=== Records ===
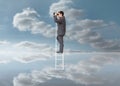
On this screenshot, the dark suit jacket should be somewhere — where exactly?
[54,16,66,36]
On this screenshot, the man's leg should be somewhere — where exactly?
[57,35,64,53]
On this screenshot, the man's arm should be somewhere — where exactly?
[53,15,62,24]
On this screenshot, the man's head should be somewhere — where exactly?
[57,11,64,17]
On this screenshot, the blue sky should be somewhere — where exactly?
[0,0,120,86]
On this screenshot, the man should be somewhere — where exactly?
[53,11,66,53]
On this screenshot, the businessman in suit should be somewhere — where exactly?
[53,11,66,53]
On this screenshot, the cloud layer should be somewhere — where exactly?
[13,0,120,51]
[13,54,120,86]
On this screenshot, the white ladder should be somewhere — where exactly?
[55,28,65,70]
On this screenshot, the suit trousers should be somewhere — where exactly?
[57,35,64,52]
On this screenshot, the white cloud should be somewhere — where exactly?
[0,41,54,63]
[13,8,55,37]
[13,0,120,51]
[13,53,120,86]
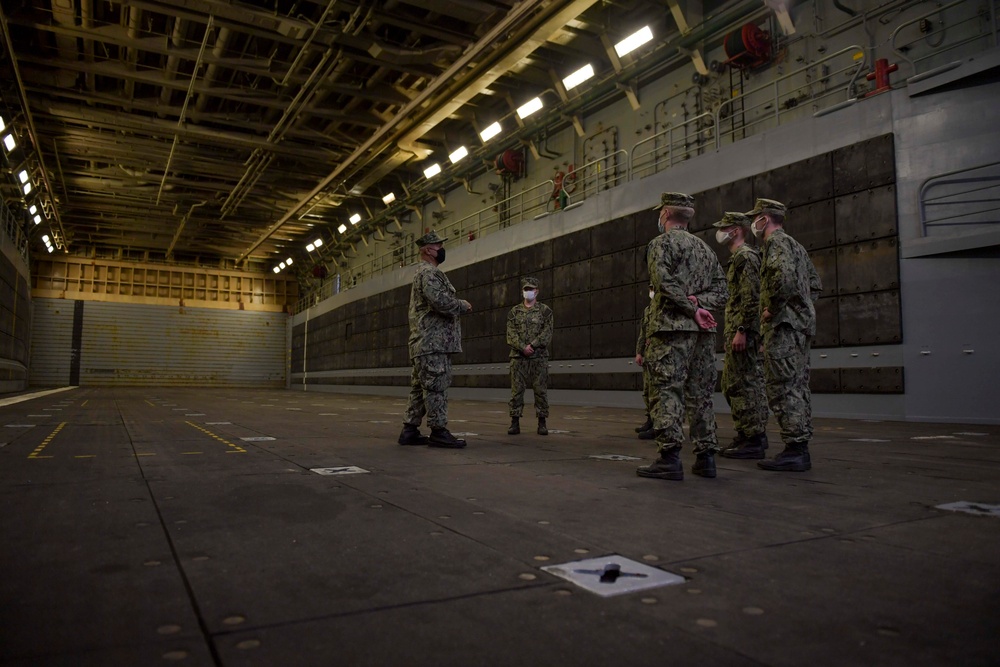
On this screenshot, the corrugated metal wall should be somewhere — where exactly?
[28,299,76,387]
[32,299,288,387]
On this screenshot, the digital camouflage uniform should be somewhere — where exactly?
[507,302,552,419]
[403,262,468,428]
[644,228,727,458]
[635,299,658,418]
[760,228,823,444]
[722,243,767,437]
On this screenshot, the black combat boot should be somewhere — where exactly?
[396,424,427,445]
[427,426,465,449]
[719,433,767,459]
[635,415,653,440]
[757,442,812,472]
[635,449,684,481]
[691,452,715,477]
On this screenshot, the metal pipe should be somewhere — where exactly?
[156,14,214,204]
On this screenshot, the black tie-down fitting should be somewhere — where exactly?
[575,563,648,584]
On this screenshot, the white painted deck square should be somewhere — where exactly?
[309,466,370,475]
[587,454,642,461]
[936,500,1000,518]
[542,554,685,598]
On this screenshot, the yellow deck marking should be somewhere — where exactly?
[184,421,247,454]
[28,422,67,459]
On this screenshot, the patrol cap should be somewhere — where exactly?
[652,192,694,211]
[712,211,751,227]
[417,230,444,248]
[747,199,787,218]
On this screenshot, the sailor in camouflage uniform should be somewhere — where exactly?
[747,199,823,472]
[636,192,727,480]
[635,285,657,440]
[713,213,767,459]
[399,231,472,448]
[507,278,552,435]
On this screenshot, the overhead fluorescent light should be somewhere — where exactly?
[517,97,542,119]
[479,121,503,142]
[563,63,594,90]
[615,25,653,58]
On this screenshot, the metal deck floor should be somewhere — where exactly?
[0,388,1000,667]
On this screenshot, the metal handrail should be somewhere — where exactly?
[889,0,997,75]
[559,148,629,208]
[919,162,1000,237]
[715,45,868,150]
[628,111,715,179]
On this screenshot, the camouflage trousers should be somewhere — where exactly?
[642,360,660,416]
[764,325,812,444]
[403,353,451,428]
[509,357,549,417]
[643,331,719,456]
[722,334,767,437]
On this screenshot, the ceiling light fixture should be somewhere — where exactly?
===
=== Records ===
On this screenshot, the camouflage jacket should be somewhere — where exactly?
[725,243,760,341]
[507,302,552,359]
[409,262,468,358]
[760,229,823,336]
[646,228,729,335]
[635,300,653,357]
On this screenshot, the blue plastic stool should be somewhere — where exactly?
===
## Task description
Copy the lines of the material above without changes, starting with the line containing "On this screenshot, the white painted" and going on through the line containing "[28,422,67,459]", both included.

## Solution
On this screenshot, the white painted deck square should be somewhere — where exactly?
[309,466,370,475]
[587,454,642,461]
[936,500,1000,518]
[542,554,685,598]
On this screenshot, the yellow deck marking should be somewhere — where exactly?
[184,421,247,454]
[28,422,67,459]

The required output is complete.